### MATERIAL
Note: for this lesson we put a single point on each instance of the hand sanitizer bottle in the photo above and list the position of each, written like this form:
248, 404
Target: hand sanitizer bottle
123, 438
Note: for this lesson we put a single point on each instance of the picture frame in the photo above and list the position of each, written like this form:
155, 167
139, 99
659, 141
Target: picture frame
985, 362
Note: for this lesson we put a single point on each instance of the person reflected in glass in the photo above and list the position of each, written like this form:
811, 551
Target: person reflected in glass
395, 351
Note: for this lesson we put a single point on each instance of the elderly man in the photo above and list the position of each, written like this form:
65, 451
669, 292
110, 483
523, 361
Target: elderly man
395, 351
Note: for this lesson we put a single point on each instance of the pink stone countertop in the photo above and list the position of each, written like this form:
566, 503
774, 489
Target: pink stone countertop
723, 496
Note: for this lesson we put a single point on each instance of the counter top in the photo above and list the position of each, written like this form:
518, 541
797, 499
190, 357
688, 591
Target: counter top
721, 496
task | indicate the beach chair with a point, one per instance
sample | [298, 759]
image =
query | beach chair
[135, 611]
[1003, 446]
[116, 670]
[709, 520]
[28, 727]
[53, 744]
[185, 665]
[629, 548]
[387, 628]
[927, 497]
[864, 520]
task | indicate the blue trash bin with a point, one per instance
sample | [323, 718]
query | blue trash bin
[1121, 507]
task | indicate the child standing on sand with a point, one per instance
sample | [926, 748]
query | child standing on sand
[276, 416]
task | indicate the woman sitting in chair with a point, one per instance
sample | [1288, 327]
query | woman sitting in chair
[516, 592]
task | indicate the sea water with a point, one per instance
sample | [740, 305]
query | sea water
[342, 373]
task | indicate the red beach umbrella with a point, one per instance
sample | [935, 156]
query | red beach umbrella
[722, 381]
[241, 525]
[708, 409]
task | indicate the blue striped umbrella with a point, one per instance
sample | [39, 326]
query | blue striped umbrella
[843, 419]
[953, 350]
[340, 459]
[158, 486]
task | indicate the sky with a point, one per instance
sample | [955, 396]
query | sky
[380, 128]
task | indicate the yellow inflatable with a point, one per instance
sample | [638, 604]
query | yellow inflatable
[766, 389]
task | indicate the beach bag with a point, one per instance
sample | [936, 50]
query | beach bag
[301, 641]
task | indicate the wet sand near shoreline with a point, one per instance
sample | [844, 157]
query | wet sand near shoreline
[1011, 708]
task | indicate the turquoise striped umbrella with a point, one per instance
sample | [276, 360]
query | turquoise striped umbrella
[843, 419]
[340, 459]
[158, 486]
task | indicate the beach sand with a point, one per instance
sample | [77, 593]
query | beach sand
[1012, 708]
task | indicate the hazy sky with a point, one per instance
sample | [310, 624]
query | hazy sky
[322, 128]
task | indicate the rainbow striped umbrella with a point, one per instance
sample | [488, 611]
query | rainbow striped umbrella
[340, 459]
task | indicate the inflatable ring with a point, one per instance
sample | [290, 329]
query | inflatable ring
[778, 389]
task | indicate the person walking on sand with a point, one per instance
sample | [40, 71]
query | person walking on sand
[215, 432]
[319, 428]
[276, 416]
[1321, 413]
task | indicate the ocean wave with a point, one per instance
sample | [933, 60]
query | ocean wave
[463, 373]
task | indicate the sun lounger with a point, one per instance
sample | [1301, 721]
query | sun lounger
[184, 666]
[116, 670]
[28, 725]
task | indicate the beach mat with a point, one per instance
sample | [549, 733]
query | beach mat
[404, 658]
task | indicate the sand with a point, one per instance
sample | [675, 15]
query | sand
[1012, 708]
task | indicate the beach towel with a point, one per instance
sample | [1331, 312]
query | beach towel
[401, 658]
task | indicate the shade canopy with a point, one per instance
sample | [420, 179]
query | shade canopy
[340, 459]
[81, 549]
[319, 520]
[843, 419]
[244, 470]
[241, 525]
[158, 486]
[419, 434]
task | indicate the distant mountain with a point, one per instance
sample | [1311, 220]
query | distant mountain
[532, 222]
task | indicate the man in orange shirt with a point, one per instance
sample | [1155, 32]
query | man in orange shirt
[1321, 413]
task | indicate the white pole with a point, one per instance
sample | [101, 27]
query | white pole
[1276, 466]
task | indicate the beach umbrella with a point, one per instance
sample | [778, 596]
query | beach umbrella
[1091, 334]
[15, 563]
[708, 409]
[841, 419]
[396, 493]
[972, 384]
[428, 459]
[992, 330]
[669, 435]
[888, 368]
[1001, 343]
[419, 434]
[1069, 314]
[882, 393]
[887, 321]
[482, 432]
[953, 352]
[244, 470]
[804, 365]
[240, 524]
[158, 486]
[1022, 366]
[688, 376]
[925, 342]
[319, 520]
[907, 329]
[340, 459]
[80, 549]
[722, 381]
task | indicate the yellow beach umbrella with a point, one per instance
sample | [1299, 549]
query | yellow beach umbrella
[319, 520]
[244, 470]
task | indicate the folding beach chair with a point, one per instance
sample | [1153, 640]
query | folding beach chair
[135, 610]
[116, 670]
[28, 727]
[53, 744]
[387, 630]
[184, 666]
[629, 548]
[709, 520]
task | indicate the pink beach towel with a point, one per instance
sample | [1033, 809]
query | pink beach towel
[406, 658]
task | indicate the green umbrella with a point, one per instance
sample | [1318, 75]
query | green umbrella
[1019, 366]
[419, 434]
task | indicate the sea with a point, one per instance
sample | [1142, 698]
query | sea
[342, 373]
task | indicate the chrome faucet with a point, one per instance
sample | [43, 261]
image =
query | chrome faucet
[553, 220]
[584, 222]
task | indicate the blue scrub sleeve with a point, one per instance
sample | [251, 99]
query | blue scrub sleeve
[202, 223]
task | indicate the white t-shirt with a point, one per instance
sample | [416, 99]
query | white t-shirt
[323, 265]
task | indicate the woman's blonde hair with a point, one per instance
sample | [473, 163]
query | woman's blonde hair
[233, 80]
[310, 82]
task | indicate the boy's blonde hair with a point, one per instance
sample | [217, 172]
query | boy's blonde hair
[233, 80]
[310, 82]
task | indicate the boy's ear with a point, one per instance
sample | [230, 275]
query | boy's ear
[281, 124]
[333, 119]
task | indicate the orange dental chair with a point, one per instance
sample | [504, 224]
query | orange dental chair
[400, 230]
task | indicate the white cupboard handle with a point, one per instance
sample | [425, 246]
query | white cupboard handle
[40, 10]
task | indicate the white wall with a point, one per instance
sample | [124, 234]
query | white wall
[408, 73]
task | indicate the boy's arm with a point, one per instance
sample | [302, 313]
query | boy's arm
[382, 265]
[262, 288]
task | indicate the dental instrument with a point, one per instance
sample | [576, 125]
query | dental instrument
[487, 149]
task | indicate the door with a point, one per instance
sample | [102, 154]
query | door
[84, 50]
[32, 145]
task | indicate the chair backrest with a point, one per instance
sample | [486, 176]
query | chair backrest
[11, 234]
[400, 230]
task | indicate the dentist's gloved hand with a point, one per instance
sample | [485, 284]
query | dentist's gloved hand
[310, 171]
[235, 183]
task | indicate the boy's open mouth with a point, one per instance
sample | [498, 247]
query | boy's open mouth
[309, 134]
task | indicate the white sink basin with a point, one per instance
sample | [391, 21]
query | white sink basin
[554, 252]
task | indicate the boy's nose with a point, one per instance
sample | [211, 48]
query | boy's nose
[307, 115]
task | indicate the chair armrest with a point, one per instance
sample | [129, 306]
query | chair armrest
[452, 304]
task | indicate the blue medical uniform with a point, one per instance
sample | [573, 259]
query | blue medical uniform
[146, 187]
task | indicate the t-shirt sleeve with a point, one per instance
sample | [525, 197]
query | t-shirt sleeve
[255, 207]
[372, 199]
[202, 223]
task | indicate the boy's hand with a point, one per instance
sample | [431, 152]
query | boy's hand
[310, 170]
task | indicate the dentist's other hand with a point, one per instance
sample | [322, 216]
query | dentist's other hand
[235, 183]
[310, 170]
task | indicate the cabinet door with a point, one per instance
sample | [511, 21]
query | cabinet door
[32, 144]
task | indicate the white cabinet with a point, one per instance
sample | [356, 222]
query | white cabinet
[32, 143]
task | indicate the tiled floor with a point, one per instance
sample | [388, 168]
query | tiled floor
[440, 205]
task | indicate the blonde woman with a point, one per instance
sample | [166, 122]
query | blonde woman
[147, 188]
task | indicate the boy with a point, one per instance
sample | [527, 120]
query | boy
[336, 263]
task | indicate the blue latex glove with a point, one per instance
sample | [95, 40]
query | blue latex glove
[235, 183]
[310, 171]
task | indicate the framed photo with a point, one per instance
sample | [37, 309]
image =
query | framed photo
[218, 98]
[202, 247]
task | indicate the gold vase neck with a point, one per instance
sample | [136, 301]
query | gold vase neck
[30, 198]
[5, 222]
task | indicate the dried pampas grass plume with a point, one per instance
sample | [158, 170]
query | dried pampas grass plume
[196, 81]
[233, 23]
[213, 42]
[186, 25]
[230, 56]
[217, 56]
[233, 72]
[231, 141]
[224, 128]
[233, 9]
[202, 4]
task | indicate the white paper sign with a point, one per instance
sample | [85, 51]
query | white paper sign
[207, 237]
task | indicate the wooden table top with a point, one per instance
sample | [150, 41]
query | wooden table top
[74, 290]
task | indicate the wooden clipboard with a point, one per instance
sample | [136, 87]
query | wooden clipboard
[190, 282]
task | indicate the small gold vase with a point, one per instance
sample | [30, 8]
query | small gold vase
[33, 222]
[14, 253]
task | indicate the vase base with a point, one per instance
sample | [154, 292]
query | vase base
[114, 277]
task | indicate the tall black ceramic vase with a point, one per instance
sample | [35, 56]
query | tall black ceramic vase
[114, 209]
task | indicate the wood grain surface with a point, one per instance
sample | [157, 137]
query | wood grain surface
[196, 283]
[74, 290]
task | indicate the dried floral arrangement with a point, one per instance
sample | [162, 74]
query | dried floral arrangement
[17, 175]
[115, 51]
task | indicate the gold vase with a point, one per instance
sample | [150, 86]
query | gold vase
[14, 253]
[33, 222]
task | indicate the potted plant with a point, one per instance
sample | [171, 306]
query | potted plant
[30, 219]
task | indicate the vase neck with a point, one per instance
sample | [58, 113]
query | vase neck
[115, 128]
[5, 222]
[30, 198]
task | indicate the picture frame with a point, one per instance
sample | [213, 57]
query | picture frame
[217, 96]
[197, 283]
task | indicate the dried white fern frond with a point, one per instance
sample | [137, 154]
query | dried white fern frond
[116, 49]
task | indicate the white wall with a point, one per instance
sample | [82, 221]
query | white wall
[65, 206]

### WHAT TO PRODUCE
Copy out the part of the listing that opens with the line containing "task | indicate the inflatable" and closes with the line containing "[1276, 466]", reproducing each line unchanged and including both of those lines.

### RESPONSE FOR THIS EXERCISE
task | indicate the inflatable ring with a point, one per instance
sample | [290, 329]
query | inflatable ring
[778, 389]
task | indicate the person walking on sand with a point, one per instance
sample | [40, 71]
query | person walking on sand
[215, 432]
[319, 428]
[276, 416]
[1321, 413]
task | indicate the ocean wave with a point, one per instance
sample | [933, 60]
query | ocean wave
[463, 373]
task | indicate the sun lounger with a point, one per instance
sample | [1301, 721]
query | sun lounger
[184, 666]
[116, 670]
[28, 725]
task | indicate the beach mat with a point, one per instance
sample | [549, 733]
query | beach mat
[404, 658]
task | indicate the sand with a point, one per instance
sample | [675, 15]
query | sand
[1012, 708]
task | indicate the beach towel with a point, one per instance
sample | [1331, 312]
query | beach towel
[401, 658]
task | indicate the shade canopy with a point, one per instance
sample | [420, 179]
query | shade canopy
[340, 459]
[81, 549]
[319, 520]
[843, 419]
[244, 470]
[241, 525]
[158, 486]
[419, 434]
task | indicate the distant mountain with a point, one per instance
sample | [1311, 220]
query | distant mountain
[532, 222]
task | indicate the man in orange shirt with a point, one per instance
sample | [1155, 32]
query | man in orange shirt
[1321, 413]
task | indicate the white pole with a point, one per instance
sample | [101, 27]
query | white pole
[1276, 466]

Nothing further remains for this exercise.